- Recorded information
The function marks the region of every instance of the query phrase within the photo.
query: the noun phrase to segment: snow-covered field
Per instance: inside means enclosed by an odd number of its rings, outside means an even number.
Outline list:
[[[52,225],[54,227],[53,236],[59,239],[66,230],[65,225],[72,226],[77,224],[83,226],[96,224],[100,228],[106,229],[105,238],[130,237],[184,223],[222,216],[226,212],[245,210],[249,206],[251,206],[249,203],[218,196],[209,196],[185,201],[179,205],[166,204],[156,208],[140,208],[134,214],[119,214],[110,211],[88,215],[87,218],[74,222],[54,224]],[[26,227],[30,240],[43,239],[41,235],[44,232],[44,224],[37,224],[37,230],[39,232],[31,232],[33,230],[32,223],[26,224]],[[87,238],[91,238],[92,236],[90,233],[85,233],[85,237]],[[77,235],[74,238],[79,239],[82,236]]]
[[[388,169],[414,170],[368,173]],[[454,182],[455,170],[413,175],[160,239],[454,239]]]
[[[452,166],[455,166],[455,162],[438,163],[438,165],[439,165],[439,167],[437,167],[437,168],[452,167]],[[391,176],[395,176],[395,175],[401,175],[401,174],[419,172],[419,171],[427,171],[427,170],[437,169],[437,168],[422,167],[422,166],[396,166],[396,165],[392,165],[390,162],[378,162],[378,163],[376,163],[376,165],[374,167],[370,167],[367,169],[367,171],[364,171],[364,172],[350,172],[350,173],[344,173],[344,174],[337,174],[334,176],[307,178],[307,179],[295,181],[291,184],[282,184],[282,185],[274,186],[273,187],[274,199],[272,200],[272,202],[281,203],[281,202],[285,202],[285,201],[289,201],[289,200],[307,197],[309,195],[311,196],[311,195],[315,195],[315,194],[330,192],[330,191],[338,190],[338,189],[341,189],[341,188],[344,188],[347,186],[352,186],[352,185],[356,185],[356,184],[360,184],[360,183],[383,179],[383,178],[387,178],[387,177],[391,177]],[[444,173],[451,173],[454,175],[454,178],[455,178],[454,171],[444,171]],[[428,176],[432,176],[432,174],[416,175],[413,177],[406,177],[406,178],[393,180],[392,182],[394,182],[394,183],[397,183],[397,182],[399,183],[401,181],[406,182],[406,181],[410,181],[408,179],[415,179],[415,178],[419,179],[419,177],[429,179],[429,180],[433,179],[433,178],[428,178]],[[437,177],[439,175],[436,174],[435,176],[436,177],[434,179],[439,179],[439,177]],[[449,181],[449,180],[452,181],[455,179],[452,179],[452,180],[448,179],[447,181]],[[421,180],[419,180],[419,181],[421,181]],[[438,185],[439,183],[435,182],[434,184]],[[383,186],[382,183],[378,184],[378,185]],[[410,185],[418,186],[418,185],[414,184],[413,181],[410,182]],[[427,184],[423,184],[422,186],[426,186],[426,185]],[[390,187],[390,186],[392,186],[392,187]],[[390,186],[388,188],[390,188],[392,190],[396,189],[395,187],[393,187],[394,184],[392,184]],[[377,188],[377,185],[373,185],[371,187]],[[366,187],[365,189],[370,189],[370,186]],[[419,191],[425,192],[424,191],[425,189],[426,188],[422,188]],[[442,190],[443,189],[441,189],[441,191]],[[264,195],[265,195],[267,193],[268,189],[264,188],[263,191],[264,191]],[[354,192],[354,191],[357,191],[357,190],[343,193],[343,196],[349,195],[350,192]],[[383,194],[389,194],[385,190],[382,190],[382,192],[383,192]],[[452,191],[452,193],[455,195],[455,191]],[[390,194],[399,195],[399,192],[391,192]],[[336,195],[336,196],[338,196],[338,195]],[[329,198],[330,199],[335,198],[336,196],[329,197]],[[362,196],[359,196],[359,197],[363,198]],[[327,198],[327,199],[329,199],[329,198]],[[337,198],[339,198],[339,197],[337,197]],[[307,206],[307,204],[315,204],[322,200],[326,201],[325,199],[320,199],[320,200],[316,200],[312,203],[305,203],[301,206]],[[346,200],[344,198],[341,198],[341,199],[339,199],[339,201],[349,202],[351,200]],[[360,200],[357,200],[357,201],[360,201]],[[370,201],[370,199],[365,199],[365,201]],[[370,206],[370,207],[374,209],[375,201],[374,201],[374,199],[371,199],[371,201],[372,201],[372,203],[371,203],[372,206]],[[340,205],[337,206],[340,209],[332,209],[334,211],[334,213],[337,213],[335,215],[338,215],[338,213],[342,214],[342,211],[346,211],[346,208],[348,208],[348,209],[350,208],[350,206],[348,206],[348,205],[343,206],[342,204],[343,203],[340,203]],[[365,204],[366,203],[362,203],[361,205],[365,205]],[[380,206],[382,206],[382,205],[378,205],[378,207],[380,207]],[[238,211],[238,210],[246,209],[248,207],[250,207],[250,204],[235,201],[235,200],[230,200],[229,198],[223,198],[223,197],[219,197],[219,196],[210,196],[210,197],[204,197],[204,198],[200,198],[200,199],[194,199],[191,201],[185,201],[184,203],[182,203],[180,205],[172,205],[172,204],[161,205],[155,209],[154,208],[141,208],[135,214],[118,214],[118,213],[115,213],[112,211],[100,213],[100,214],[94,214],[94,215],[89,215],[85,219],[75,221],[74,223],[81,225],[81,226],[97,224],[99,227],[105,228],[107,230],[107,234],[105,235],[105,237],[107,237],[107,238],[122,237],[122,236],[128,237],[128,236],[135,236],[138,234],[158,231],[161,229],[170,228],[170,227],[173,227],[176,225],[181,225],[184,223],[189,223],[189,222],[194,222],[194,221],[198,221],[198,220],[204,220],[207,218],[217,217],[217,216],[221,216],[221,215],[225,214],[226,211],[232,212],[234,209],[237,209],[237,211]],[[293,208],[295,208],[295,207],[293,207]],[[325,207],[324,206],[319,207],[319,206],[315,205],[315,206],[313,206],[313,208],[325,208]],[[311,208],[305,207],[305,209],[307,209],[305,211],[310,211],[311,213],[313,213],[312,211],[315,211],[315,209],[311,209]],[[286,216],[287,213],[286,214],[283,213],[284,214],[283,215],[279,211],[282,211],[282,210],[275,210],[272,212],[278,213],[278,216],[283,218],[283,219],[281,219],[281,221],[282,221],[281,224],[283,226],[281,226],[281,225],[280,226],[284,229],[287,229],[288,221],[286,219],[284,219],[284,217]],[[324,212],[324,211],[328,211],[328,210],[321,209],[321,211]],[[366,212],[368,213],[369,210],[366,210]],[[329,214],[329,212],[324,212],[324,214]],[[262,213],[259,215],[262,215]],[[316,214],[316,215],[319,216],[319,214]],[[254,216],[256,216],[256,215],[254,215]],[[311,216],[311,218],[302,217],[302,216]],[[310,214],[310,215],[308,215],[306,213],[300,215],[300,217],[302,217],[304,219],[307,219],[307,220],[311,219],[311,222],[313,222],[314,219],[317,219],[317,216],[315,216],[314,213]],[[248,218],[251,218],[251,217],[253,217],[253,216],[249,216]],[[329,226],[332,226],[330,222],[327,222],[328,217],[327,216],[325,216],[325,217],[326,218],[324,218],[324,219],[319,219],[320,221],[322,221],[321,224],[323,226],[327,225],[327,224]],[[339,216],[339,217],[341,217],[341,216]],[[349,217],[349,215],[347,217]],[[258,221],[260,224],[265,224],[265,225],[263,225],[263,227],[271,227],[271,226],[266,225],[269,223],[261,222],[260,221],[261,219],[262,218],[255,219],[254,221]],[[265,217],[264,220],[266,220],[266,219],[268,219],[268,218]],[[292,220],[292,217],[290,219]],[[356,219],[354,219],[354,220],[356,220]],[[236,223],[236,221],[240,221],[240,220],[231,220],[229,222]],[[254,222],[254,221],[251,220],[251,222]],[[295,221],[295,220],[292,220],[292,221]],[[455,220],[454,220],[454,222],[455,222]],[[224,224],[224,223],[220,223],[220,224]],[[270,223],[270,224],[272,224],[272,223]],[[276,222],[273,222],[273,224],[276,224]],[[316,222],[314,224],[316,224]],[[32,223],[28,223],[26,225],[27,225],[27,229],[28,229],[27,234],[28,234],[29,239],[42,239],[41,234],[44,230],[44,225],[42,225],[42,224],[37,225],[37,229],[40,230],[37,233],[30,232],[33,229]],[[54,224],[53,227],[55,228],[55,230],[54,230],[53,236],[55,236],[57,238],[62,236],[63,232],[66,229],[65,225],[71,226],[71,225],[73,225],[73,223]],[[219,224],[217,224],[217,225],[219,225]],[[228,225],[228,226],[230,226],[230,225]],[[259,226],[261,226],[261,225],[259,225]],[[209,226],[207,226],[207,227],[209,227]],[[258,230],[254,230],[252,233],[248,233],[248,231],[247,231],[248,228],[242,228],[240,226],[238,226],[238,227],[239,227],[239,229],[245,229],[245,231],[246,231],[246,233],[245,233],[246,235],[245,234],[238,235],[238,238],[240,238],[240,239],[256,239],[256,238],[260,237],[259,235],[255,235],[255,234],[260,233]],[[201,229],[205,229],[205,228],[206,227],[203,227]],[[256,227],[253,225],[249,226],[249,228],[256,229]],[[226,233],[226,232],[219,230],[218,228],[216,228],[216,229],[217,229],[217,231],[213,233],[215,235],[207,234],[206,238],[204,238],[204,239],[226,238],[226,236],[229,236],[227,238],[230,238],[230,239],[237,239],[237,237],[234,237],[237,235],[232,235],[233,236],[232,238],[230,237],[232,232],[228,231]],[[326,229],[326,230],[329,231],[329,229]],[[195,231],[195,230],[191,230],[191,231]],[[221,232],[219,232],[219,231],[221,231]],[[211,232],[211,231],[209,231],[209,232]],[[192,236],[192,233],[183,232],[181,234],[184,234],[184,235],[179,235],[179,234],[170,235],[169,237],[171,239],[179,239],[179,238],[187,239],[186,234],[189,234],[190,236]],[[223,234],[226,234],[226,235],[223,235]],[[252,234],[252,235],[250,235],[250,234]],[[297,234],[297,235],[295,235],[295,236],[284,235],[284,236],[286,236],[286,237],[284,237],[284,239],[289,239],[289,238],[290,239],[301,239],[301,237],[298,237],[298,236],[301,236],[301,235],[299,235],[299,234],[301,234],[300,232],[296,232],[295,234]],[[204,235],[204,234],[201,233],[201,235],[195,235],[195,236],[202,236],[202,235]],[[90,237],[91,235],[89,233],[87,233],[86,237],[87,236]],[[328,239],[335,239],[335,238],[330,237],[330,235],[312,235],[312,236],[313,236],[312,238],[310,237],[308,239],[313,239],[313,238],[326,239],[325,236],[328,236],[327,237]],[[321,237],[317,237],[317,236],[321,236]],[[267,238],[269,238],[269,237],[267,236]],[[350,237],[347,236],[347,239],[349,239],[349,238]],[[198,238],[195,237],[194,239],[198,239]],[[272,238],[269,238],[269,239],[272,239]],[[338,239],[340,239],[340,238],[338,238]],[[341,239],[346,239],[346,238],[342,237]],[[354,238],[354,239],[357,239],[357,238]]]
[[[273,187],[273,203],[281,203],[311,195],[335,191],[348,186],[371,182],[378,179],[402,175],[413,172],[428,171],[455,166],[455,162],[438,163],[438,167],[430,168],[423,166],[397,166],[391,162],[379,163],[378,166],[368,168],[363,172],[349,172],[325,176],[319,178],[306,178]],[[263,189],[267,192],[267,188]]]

- Task objective
Your answer should be one number, the count of lines in the records that contain the word "phrase".

- Task output
2